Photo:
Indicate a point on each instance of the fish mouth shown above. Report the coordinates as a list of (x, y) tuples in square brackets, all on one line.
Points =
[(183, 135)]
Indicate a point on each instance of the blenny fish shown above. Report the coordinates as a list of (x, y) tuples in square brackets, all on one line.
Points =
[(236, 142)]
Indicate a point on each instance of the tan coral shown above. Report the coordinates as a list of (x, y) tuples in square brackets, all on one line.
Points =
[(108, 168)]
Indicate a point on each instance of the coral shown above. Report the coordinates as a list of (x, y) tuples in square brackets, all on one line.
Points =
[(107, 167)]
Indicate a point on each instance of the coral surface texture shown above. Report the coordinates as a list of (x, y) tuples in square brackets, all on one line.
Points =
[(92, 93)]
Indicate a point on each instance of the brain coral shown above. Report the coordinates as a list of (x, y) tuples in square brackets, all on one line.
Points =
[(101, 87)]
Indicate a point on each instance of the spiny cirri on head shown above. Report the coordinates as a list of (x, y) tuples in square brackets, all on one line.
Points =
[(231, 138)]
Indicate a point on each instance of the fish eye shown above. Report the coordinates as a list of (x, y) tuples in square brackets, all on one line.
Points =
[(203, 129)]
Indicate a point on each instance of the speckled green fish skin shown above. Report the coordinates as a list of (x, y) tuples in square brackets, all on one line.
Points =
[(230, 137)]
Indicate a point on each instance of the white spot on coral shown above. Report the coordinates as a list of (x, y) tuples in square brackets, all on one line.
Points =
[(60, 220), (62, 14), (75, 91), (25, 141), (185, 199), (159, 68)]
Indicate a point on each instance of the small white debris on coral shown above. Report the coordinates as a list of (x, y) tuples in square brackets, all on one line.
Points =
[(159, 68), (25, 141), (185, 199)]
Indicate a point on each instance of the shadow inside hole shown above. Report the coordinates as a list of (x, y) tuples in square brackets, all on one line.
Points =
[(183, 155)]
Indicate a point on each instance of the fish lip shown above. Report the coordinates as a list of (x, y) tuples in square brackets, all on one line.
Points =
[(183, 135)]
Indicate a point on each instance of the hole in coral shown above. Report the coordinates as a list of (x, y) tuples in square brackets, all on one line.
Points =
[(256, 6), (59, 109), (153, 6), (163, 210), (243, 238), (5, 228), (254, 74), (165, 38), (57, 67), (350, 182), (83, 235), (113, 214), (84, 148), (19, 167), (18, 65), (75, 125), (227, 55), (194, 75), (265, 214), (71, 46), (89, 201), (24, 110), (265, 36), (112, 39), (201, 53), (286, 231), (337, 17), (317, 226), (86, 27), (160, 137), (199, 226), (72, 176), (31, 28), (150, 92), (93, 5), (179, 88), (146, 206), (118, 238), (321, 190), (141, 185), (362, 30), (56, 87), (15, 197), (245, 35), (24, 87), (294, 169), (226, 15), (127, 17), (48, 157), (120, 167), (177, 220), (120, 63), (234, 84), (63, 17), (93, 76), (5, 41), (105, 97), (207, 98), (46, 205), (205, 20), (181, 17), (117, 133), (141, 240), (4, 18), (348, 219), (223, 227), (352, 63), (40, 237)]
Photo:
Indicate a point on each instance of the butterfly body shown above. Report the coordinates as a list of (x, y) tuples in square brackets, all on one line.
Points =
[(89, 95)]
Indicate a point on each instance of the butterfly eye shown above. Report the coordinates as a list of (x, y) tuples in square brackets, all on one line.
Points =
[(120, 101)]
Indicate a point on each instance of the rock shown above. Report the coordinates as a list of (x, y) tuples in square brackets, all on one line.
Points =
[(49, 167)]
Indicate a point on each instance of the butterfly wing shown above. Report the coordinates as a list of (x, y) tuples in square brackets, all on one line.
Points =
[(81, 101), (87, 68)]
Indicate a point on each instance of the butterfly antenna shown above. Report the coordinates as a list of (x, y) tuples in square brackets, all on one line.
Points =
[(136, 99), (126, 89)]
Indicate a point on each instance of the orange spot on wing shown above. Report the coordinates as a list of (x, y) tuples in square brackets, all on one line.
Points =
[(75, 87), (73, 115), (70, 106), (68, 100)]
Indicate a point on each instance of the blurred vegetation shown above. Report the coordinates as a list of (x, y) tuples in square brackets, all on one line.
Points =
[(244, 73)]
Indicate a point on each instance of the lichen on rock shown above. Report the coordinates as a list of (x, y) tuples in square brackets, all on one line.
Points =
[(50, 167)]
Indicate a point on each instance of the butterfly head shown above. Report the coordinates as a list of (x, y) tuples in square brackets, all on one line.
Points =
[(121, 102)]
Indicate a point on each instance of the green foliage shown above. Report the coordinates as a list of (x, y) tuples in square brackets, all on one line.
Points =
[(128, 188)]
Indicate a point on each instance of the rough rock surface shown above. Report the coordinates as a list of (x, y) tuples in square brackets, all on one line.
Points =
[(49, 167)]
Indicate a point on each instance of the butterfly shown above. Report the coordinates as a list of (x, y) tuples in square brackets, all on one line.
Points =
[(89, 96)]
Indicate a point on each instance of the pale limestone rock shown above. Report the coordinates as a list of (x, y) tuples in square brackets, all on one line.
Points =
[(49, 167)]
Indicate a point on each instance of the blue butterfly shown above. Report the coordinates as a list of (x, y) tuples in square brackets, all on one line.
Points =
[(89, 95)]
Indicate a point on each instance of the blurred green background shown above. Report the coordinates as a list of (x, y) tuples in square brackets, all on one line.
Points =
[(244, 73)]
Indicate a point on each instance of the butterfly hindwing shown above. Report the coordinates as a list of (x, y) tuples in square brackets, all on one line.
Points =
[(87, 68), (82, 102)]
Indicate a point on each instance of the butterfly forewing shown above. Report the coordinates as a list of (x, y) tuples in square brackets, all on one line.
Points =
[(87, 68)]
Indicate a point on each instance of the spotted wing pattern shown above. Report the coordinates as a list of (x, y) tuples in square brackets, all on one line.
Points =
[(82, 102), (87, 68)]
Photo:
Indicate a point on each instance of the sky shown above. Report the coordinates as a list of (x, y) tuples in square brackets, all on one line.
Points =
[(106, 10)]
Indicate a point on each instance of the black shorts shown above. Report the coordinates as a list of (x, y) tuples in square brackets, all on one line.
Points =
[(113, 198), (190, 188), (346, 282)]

☆ ☆ ☆ ☆ ☆ ☆ ☆

### The task
Please repeat the lines above, from the line with "Indicate a point on each instance of the blurred vegetation" up to and including the line with "[(128, 188)]", keeping each request and shifting every coordinate in the answers up by 30.

### Solution to this exercise
Indicate a point on each instance of the blurred vegetation shown above. Report the coordinates as a list of (x, y) tuples in square brackets, all on one line.
Points =
[(274, 103)]
Indicate a point on each instance of the lichen on rock shown above. Report the coordinates as a list of (x, y) tuples in square brackets, all on one line.
Points =
[(80, 197)]
Indicate a point on each instance of the butterfly head shown above. Report the coordinates as a list of (x, y) tuples in square brackets, all on one line.
Points =
[(151, 132)]
Indicate a point on each instance of the green foliage shown above. Report the coordinates as a list of (x, y) tuples in square brackets, all on one line.
Points =
[(158, 218)]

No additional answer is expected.